***** Data for processing *****
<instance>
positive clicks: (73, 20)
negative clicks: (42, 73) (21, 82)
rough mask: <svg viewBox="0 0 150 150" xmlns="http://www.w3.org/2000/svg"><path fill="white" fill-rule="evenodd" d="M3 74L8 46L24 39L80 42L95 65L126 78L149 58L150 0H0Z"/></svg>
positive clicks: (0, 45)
*****
***** Data for processing *****
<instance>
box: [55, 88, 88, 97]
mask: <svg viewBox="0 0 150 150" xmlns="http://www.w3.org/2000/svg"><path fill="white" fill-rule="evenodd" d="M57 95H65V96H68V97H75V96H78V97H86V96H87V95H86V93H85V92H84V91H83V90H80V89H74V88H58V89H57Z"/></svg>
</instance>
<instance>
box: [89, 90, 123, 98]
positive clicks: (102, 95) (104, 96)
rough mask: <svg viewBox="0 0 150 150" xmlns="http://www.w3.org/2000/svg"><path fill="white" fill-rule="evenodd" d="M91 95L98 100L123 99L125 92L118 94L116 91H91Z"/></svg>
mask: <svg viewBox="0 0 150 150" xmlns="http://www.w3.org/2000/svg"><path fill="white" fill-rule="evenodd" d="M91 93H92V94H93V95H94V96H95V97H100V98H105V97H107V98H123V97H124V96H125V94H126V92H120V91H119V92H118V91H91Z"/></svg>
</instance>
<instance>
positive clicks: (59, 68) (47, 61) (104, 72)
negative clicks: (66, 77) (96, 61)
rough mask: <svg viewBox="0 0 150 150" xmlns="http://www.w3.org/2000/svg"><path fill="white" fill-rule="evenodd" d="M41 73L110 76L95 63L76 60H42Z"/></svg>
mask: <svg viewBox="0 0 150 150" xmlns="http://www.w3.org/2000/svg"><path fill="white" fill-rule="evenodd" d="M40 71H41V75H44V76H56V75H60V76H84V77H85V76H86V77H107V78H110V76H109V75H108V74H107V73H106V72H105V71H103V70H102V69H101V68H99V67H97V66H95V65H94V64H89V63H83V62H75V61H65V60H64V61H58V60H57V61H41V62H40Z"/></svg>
*****
■ Request: Gather every line from both blocks above that contains the string "rough", and copy each one in full.

■ Your solution:
rough mask: <svg viewBox="0 0 150 150" xmlns="http://www.w3.org/2000/svg"><path fill="white" fill-rule="evenodd" d="M3 74L8 46L24 39L80 42L95 65L126 78L149 58L150 0H0Z"/></svg>
rough mask: <svg viewBox="0 0 150 150" xmlns="http://www.w3.org/2000/svg"><path fill="white" fill-rule="evenodd" d="M91 95L98 100L123 99L125 92L118 94L116 91H91Z"/></svg>
rough mask: <svg viewBox="0 0 150 150" xmlns="http://www.w3.org/2000/svg"><path fill="white" fill-rule="evenodd" d="M41 73L110 76L95 63L76 60H42Z"/></svg>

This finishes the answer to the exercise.